- About this exercise: Set it all down exactly, every record and every line.

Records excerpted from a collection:
_ _ _ _
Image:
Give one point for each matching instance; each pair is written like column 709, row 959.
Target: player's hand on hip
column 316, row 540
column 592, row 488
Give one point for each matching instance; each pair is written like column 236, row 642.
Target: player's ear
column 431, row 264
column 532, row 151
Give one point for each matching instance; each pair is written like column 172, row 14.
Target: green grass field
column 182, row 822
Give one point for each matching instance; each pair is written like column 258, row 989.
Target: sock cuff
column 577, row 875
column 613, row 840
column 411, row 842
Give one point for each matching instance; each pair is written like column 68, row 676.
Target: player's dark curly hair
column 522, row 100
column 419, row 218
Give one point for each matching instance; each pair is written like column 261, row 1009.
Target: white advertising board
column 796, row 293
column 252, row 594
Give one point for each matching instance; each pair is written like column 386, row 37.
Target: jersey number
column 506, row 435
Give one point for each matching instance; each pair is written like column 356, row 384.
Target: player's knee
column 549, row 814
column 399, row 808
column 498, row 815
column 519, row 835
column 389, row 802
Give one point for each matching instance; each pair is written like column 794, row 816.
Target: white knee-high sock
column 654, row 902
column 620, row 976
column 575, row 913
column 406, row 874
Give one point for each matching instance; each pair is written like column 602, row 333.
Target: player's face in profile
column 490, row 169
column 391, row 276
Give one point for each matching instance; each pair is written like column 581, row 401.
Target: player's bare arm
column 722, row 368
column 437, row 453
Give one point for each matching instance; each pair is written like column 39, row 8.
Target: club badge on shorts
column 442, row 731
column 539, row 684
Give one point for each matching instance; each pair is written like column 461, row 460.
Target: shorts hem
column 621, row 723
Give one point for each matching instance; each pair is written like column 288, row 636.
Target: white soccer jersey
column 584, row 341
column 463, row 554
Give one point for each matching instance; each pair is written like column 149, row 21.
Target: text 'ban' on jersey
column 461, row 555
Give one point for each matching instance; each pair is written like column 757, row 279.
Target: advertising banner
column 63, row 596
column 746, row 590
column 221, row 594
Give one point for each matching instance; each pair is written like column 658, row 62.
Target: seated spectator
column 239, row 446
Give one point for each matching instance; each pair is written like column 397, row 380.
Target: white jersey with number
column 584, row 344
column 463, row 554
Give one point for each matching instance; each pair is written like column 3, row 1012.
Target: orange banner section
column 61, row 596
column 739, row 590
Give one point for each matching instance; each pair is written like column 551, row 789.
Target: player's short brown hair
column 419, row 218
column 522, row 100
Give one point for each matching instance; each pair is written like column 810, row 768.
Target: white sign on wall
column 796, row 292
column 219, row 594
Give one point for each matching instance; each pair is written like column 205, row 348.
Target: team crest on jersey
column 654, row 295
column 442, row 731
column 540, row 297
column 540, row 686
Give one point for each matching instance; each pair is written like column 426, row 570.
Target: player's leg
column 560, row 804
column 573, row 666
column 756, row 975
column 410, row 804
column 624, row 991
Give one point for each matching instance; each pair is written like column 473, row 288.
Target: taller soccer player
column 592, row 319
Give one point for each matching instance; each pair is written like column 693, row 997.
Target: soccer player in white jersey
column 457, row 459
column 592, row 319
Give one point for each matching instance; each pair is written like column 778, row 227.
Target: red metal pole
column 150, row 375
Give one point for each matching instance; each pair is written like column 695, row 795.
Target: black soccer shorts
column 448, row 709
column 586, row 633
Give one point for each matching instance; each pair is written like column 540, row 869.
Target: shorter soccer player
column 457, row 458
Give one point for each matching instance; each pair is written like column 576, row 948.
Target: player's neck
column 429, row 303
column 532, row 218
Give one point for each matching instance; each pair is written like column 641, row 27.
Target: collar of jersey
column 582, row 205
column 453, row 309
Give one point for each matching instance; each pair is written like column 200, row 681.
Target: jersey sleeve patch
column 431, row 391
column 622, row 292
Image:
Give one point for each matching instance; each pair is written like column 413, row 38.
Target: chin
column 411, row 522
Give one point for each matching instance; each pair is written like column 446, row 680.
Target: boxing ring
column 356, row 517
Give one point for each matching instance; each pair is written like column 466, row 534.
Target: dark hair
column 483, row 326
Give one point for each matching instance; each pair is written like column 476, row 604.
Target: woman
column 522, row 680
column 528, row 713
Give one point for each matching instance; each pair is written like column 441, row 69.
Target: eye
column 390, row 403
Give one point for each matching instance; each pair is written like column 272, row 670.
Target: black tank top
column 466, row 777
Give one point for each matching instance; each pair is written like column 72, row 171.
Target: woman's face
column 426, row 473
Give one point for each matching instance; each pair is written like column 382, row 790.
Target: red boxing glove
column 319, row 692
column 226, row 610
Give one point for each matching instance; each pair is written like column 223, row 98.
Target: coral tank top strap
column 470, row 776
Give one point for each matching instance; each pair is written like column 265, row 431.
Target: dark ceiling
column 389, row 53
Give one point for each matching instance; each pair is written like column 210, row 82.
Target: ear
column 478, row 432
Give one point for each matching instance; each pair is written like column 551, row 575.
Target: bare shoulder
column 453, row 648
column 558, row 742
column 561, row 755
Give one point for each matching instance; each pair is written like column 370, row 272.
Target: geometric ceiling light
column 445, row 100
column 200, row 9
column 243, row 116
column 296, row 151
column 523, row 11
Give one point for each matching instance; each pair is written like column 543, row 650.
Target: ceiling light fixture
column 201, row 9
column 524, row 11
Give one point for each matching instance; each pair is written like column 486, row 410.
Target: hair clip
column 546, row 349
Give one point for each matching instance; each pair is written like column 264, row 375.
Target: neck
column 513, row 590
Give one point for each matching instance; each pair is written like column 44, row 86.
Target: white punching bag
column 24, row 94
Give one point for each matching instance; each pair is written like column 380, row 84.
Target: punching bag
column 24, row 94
_ _ _ _
- Problem solution:
Image:
Give one point for each matching instance; each pair is written like column 709, row 959.
Target: player's hand on hip
column 316, row 540
column 592, row 488
Give one point for each matching instance; each pair is written like column 236, row 642.
Target: player's ear
column 431, row 264
column 532, row 151
Give one point for each matching instance; each pair is written like column 172, row 14.
Target: green grass field
column 182, row 822
Give one point for each matching instance; each pair is written like column 258, row 989.
Target: sock cuff
column 577, row 875
column 613, row 840
column 411, row 842
Give one point for each matching instance; each pair is written like column 68, row 676.
Target: player's dark curly hair
column 522, row 100
column 419, row 218
Give one point for each matching instance; each pair is written like column 261, row 1009.
Target: white advertising board
column 796, row 293
column 252, row 594
Give one point for each matching instance; each pair is written like column 386, row 37.
Target: jersey number
column 506, row 435
Give one point for each matching instance; each pair is written like column 356, row 384.
Target: player's knee
column 549, row 814
column 399, row 808
column 498, row 815
column 519, row 835
column 389, row 802
Give one point for each matching instance; each pair is written like column 794, row 816.
Target: white knee-high sock
column 654, row 902
column 620, row 976
column 575, row 913
column 406, row 874
Give one point for each matching instance; each pair is written like column 602, row 333.
Target: player's face in profile
column 490, row 169
column 391, row 276
Give one point for each matching instance; each pair is written like column 581, row 401.
Target: player's bare arm
column 722, row 368
column 437, row 453
Give one point for each matching instance; each pair is written like column 39, row 8.
Target: club badge on shorts
column 442, row 731
column 539, row 684
Give one point for each matching instance; each pair is written like column 461, row 460.
Target: shorts hem
column 621, row 723
Give one point for each matching instance; each pair is written like column 288, row 636.
Target: white soccer jersey
column 584, row 341
column 463, row 554
Give one point for each matching instance; each pair is written like column 149, row 21.
Target: text 'ban' on jersey
column 461, row 555
Give one point for each matching instance; each pair is written like column 757, row 279.
Target: advertising banner
column 63, row 596
column 746, row 590
column 221, row 594
Give one point for each matching instance; each pair is written like column 658, row 62.
Target: seated spectator
column 239, row 446
Give one point for each matching instance; each pair is written like column 397, row 380.
Target: white jersey with number
column 584, row 344
column 463, row 554
Give one point for each matching instance; each pair is written like column 3, row 1012.
Target: orange banner section
column 61, row 596
column 739, row 590
Give one point for each matching instance; each pair is written like column 551, row 789.
Target: player's short brown hair
column 419, row 218
column 522, row 100
Give one point for each matching instance; each pair is written like column 810, row 768.
Target: white sign on wall
column 796, row 292
column 219, row 594
Give one point for each matching instance; each pair is written like column 205, row 348.
Target: team crest on jersey
column 654, row 295
column 442, row 731
column 540, row 297
column 540, row 686
Give one point for each matching instance; each pair is written like column 426, row 570.
Target: player's leg
column 560, row 804
column 573, row 666
column 756, row 975
column 410, row 804
column 624, row 991
Give one point for each matching instance; each pair is written like column 473, row 288.
Target: taller soccer player
column 592, row 319
Give one point for each matching instance; each pair is written like column 693, row 997.
Target: soccer player in white jersey
column 457, row 459
column 592, row 319
Give one point for each matching instance; each pair is written like column 778, row 227.
Target: red metal pole
column 150, row 375
Give one point for each matching instance; each pair is written like column 695, row 795.
Target: black soccer shorts
column 448, row 709
column 586, row 633
Give one point for each matching instance; each pair is written like column 540, row 869.
Target: shorter soccer player
column 457, row 458
Give one point for each matching instance; each pair is written like column 576, row 948.
Target: player's neck
column 429, row 303
column 532, row 218
Give one point for each matching instance; each pair is written like column 641, row 27.
Target: collar of jersey
column 582, row 205
column 453, row 309
Give one point for each matching instance; each pair is written like column 200, row 681.
Target: jersey sleeve patch
column 431, row 391
column 622, row 292
Image:
Give one point for each matching instance; each pair is written like column 413, row 38.
Target: chin
column 411, row 522
Give one point for each matching instance; each pair is written like column 446, row 680.
Target: boxing ring
column 356, row 517
Give one point for each matching instance; each pair is written like column 466, row 534.
Target: dark hair
column 483, row 326
Give one point for each matching instance; each pair is written like column 476, row 604.
Target: woman
column 522, row 680
column 528, row 713
Give one point for each matching instance; each pair is written like column 441, row 69.
Target: eye
column 390, row 403
Give one point for each matching instance; each pair is written like column 272, row 670.
Target: black tank top
column 466, row 777
Give one point for each matching instance; each pair is written like column 72, row 171.
Target: woman's face
column 426, row 473
Give one point for each matching instance; each pair is written like column 382, row 790.
Target: red boxing glove
column 319, row 692
column 226, row 610
Give one point for each matching instance; each pair is written like column 223, row 98.
Target: coral tank top strap
column 470, row 776
Give one point for each matching instance; each pair is written like column 265, row 431.
Target: dark ceiling
column 389, row 53
Give one point for each matching instance; each pair is written like column 210, row 82.
Target: ear
column 478, row 432
Give one point for each matching instance; each pair is written like column 551, row 575.
Target: bare shoulder
column 453, row 648
column 558, row 742
column 561, row 755
Give one point for each matching instance; each pair is written like column 370, row 272.
Target: geometric ceiling light
column 445, row 100
column 200, row 9
column 243, row 116
column 296, row 151
column 523, row 11
Give one point for each matching instance; each pair is written like column 543, row 650.
Target: ceiling light fixture
column 201, row 9
column 524, row 11
Give one point for each matching instance; each pair is written like column 486, row 410.
Target: hair clip
column 546, row 349
Give one point for each matching instance; each pair is written like column 264, row 375.
Target: neck
column 513, row 590
Give one point for each matching instance; each pair is written like column 44, row 86.
Target: white punching bag
column 24, row 94
Give one point for each matching instance; each pair is written like column 380, row 84.
Target: punching bag
column 24, row 94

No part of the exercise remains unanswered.